▶ _AVAILABLE RECORDS_:
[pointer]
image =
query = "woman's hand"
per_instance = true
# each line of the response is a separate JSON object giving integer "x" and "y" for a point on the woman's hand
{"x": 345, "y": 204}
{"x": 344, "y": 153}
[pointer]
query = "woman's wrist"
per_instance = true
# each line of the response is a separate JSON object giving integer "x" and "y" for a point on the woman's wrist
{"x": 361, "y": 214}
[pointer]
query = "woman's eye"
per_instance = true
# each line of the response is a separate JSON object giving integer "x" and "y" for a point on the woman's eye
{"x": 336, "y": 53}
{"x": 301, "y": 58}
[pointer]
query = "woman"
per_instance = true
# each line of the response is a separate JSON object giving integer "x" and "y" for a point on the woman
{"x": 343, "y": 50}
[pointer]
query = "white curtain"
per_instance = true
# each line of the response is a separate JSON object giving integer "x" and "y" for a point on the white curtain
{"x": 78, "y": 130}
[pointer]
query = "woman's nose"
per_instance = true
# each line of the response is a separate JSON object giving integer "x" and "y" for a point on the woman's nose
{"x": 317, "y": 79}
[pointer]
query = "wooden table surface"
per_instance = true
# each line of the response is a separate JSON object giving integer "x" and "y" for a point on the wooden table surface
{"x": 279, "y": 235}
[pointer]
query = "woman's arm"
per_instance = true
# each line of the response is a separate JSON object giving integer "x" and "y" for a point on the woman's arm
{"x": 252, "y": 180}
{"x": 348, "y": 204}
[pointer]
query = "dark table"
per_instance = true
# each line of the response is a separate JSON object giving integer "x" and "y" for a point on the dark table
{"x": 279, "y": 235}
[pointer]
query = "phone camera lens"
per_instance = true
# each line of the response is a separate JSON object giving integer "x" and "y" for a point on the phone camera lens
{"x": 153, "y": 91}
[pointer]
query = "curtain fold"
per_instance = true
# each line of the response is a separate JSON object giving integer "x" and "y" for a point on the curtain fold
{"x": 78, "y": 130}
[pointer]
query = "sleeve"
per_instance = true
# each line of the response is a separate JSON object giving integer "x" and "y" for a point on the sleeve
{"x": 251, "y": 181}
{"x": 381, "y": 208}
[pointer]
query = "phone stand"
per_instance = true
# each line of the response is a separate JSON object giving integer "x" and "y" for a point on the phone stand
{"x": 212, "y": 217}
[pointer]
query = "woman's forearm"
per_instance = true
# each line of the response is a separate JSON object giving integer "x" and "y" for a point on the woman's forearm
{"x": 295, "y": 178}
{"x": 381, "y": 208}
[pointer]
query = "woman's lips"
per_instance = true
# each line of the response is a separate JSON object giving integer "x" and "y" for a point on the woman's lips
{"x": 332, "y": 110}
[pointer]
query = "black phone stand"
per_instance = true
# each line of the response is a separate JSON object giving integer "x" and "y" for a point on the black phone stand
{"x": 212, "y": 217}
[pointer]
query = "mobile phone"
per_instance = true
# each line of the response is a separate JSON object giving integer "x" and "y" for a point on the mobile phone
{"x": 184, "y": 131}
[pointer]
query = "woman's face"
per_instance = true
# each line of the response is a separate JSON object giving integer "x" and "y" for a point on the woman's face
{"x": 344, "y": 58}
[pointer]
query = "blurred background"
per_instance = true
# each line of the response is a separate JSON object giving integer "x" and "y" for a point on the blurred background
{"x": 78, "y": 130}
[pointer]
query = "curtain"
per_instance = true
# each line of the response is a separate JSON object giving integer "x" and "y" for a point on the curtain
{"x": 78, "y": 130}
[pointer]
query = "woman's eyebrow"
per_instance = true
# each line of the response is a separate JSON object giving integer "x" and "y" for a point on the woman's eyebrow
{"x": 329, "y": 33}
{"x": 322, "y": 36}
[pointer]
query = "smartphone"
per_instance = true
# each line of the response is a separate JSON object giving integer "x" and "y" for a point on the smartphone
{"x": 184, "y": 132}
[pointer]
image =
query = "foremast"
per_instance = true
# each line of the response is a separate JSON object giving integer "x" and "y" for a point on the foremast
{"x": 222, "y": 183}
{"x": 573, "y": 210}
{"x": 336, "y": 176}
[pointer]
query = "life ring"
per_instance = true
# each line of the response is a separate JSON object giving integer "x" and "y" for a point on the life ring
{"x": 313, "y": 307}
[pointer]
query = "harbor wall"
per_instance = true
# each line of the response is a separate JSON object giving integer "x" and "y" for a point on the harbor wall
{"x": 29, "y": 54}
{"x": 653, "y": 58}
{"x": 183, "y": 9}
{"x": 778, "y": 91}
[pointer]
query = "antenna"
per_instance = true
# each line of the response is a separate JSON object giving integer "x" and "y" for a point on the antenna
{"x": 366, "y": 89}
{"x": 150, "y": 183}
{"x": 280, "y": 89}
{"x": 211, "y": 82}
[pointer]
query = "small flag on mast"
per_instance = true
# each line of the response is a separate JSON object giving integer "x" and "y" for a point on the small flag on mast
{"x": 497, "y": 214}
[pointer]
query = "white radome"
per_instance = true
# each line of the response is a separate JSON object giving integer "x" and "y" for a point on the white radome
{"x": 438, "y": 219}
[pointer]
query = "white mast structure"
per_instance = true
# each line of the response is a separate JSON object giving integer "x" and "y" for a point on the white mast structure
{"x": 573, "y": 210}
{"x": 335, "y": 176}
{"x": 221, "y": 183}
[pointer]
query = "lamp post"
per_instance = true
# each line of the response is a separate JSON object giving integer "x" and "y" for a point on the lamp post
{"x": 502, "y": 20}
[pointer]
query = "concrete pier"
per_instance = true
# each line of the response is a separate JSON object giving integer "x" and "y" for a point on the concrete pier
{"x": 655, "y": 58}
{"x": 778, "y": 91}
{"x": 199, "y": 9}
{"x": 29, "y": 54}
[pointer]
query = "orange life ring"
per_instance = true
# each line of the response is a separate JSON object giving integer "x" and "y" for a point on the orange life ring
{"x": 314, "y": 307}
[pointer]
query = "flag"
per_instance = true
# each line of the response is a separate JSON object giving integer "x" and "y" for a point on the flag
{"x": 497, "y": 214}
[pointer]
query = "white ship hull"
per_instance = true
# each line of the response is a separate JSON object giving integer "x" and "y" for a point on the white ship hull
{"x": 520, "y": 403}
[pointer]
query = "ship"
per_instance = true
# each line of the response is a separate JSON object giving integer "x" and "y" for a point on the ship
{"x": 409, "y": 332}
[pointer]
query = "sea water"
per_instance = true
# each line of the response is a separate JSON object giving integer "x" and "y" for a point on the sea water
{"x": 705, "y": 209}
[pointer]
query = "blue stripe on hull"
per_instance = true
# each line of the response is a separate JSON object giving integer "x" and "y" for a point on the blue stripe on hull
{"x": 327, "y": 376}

* * *

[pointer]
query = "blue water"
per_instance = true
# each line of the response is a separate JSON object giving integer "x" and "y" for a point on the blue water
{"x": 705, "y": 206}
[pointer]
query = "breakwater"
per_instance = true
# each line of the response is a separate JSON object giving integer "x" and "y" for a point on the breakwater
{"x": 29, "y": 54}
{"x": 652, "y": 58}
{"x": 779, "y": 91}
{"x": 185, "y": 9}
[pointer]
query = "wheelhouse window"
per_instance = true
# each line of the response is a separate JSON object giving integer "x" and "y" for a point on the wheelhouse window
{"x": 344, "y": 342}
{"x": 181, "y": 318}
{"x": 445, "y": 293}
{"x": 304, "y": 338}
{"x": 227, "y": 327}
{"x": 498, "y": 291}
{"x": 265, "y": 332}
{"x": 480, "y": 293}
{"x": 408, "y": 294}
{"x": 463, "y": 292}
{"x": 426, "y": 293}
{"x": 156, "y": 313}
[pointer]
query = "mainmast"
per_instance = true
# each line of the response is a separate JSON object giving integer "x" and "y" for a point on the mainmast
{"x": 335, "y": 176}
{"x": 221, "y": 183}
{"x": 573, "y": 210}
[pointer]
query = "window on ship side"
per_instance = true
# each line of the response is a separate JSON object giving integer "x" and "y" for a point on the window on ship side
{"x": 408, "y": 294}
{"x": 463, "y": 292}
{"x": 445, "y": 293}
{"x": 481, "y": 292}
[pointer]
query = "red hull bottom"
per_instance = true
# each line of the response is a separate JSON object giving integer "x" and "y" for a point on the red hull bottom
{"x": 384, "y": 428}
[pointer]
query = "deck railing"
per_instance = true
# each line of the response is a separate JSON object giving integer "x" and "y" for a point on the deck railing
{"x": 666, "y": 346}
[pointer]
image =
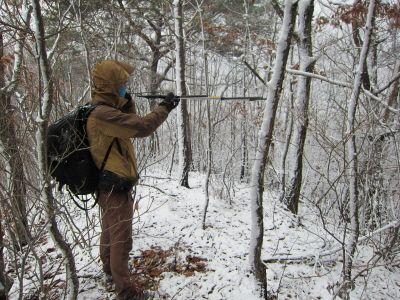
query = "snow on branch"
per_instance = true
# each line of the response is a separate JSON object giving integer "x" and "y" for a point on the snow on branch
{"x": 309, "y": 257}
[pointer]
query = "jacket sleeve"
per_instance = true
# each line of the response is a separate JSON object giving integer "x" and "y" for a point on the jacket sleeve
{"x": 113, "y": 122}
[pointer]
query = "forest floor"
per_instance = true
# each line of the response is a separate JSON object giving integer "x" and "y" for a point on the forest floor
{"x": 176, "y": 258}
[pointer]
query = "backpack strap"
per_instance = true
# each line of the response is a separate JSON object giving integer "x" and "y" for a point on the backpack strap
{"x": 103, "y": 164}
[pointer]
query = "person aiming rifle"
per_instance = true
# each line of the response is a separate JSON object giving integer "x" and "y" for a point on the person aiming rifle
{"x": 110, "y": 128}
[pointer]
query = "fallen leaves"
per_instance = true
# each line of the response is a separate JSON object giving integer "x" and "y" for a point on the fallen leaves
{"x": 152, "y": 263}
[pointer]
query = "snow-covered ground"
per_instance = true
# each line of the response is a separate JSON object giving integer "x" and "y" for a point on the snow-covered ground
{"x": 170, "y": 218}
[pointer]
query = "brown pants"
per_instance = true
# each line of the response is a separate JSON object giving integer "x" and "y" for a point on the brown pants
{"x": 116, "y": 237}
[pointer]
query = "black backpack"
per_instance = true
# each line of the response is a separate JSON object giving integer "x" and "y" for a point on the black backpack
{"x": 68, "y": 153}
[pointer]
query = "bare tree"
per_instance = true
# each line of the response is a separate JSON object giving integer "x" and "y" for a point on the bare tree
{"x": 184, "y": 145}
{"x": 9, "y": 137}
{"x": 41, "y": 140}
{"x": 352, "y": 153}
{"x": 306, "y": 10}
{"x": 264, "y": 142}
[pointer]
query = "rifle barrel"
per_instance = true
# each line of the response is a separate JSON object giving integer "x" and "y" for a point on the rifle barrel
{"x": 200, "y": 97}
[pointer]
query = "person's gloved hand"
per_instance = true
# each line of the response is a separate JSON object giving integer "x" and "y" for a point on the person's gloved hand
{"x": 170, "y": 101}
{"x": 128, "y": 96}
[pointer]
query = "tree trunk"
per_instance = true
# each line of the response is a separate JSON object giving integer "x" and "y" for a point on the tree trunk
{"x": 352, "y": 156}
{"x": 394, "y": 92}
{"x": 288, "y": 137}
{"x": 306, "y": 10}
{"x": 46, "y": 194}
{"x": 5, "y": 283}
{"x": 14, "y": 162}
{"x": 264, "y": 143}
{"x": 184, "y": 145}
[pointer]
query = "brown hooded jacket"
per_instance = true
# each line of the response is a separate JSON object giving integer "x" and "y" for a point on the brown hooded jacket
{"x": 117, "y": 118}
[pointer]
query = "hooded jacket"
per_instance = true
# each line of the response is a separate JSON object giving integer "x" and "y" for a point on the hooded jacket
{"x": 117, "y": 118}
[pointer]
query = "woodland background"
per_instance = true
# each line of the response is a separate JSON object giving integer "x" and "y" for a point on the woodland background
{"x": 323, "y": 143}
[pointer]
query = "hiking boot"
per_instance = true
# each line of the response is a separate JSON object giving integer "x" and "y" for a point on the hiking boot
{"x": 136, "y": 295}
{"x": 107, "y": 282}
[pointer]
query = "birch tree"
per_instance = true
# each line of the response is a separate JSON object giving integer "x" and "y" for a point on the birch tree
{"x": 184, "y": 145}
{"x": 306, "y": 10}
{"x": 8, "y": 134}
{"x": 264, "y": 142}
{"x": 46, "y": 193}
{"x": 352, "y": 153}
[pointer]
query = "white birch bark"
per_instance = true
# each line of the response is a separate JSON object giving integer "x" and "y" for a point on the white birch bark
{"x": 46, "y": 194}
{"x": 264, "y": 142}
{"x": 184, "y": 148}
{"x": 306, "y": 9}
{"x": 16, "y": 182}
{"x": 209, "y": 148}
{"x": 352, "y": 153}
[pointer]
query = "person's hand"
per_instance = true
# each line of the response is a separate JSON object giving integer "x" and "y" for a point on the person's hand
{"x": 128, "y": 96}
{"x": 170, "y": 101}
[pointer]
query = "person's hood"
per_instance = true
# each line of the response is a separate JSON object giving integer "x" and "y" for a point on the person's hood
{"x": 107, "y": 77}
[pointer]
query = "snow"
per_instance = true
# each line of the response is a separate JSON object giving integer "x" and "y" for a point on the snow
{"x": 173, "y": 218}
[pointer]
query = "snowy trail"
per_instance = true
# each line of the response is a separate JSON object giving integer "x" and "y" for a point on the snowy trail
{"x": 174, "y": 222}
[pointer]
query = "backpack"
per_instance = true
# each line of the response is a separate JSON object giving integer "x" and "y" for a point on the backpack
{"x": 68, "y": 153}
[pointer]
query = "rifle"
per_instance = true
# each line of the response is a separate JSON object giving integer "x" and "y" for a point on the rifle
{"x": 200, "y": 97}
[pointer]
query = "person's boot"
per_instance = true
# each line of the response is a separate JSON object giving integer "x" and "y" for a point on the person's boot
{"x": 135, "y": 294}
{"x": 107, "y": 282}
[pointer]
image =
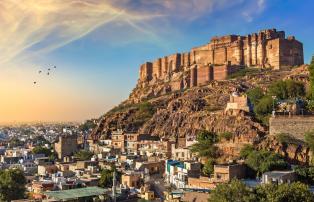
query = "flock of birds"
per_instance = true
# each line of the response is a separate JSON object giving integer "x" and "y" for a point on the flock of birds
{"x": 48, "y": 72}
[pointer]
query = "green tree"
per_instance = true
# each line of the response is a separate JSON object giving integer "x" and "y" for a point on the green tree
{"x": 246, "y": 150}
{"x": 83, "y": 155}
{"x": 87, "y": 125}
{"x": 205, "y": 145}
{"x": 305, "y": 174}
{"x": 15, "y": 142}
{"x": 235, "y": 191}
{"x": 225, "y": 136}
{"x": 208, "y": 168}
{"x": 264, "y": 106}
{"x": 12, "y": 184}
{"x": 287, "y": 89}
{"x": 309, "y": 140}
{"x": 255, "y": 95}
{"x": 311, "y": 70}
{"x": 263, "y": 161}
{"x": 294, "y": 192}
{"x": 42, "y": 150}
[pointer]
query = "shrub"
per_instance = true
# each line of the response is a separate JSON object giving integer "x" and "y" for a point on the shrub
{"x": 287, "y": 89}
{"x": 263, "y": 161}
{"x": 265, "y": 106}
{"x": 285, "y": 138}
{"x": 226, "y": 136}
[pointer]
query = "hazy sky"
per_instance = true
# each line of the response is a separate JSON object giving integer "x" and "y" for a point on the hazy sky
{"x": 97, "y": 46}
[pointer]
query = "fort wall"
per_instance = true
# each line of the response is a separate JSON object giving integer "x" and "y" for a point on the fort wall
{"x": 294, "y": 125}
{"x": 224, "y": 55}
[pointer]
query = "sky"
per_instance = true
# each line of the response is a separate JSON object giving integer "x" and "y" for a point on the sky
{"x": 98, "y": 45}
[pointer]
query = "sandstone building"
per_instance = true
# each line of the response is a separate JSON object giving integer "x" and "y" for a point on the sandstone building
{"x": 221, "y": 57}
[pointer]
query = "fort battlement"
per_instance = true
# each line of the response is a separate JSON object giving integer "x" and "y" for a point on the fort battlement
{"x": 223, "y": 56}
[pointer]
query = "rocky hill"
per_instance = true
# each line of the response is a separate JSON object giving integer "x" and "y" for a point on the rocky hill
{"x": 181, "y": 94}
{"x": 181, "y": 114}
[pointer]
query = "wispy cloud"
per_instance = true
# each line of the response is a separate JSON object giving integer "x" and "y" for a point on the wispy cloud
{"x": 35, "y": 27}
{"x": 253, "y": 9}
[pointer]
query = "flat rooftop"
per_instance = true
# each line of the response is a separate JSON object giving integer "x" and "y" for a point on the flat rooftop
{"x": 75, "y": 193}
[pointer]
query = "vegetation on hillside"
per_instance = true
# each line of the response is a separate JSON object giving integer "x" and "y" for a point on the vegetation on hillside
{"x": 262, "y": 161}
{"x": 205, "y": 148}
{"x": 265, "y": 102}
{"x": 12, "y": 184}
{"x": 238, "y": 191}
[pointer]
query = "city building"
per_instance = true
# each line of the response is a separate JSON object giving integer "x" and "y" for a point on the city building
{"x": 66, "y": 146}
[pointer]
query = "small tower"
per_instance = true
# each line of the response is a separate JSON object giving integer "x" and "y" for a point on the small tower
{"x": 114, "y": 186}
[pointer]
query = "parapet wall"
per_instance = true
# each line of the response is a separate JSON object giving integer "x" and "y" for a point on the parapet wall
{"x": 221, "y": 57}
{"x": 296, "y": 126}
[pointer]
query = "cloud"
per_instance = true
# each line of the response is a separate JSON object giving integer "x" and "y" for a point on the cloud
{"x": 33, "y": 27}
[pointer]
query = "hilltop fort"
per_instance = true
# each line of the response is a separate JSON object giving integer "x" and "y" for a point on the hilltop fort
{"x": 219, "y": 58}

...

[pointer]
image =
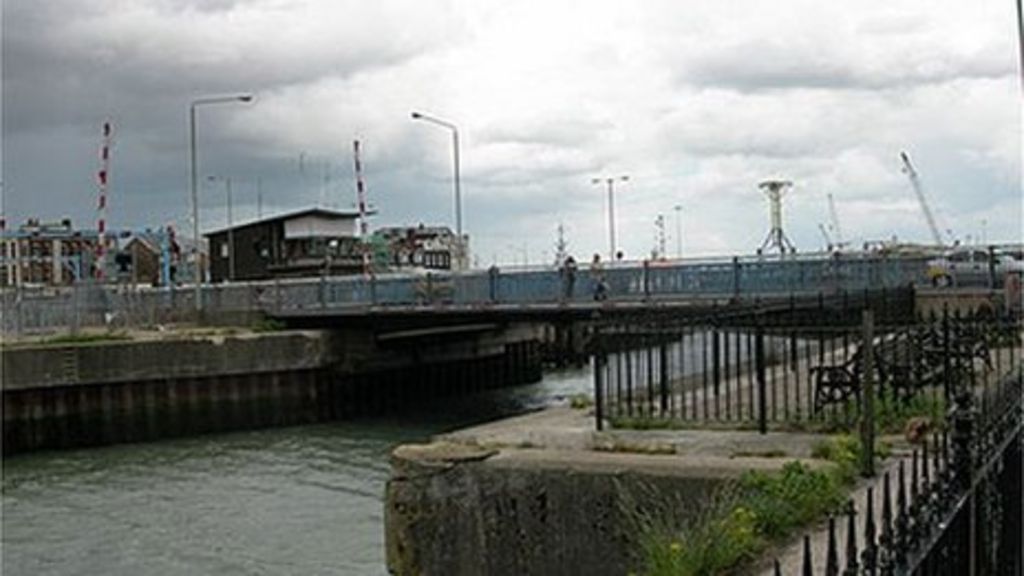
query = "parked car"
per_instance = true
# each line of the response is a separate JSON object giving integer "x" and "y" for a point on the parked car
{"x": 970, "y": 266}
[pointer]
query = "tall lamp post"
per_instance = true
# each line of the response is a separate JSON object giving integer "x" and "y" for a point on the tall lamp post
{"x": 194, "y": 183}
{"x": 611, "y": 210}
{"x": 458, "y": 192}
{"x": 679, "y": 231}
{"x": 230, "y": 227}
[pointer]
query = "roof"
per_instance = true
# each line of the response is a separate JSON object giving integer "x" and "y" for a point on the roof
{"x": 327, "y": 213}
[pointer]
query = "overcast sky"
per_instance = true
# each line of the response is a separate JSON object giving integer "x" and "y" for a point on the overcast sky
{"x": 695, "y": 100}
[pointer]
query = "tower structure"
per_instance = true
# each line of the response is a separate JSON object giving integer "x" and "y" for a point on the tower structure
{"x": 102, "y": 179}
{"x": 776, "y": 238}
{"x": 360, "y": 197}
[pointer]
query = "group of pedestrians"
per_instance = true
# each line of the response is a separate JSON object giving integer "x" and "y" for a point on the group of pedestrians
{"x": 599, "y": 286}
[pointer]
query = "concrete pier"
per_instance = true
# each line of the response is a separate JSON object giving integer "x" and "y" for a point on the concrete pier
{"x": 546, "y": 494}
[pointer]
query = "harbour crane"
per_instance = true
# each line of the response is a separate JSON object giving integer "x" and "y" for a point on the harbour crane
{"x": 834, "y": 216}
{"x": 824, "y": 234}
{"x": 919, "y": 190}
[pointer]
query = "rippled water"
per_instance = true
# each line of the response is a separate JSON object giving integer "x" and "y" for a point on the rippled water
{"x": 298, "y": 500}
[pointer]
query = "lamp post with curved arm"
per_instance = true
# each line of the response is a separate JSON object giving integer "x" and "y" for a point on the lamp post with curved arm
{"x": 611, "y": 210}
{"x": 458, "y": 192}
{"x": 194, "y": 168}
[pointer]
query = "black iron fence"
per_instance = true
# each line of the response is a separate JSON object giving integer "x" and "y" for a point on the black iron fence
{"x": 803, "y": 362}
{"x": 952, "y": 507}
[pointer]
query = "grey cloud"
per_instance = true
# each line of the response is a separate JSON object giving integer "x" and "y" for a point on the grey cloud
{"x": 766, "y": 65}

▶ _REQUIREMENT_:
Count the lines in the listing that contain the string "tower", with case taken into account. Reply with the number alone.

▶ _SOLVED EXERCISE_:
4